Your goal: Repeat the listing below word for word, keeping every line unchanged.

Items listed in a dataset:
--------------------

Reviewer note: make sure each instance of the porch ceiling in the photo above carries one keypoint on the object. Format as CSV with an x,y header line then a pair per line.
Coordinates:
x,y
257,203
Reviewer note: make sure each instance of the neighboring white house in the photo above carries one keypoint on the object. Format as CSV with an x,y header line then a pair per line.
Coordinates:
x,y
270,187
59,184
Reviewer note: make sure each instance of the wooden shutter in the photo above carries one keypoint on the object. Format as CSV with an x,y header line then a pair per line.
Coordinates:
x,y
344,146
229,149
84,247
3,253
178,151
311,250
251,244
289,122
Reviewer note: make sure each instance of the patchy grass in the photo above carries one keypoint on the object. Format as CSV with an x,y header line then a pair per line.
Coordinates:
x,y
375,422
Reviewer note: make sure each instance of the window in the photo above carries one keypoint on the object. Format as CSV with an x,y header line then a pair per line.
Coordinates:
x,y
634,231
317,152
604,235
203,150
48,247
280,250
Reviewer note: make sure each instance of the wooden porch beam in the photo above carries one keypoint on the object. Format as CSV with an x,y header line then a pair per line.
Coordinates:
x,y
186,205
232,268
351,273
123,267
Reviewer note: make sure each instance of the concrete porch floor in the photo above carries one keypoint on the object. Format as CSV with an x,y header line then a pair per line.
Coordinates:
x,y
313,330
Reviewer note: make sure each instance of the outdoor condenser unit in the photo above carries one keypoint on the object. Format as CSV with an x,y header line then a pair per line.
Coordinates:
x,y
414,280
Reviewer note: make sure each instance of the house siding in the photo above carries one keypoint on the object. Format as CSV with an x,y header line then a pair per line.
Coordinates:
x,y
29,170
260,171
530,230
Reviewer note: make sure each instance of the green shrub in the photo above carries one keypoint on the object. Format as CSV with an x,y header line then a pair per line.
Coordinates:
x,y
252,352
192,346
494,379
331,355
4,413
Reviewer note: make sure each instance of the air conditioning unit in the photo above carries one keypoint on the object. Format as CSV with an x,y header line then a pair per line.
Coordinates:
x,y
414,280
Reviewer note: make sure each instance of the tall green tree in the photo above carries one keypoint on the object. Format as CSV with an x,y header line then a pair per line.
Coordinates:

--------------------

The response:
Reviewer note: make sure each instance of the porch ceiling in the photo above carries one keypoint on the object. Format as CSV with an x,y header line then a pair per line.
Coordinates:
x,y
257,203
Reviewer note: make sure each instance of the neighboring white house in the photo above carries one keypoint on the object. Format as CSV with an x,y header line then a pair per line.
Coordinates:
x,y
270,187
59,184
Reviewer note: make sure each instance of the wooden shutter in the photo above carries one keypoint on the object. Format as CSV with an x,y header line then a pair per line.
Coordinates:
x,y
344,146
229,149
84,247
3,253
178,151
311,250
251,244
289,122
Reviewer note: make sure each instance of the patchy grass in the photo above carries one keypoint on the object. Format as CSV with an x,y header line then a pair per line.
Coordinates:
x,y
375,422
Reviewer note: make sure each instance of the window in the photo above carries one keypoint on the object. Format as CSV with an x,y header line then a pair per line.
Coordinates:
x,y
634,231
317,152
604,235
203,150
48,247
280,250
Reviewer note: make sure each instance of the wooden porch beam in the photo above carries one keypoint on the object. Format as CSV with an x,y header line then a pair per line.
Coordinates:
x,y
186,205
232,268
351,273
123,267
Reviewer note: make sure each instance of the concrete porch floor in the photo above carries one keypoint on the object. Format as CSV with an x,y header line then a pair per line.
Coordinates:
x,y
313,330
Reviewer note: make sure each instance of the outdoor condenser unit in the photo above carries one keypoint on the object. Format as CSV with an x,y header line then a pair per line.
Coordinates:
x,y
414,280
Reviewer note: make sure each instance of the house siding in the photo above carries one keypoint on the object. Format as CSV with an x,y header line then a pair per line.
Coordinates:
x,y
29,170
260,171
530,230
Reviewer note: make sure each instance of the green shrub in the photo above carries one keypoint on the object. Format as CSV with an x,y header line then a pair per line.
Coordinates:
x,y
252,352
192,346
494,379
331,355
4,413
Reviewer note: make sure each instance of the air conditioning unit in the photo above carries one keypoint on the object. Format as CSV with an x,y header line then a pair per line.
Coordinates:
x,y
414,280
Reviewer note: make sure each instance of the tall green tree in the photo above carries one keypoint on the object. Format as CSV with an x,y header line then a pair per line.
Coordinates:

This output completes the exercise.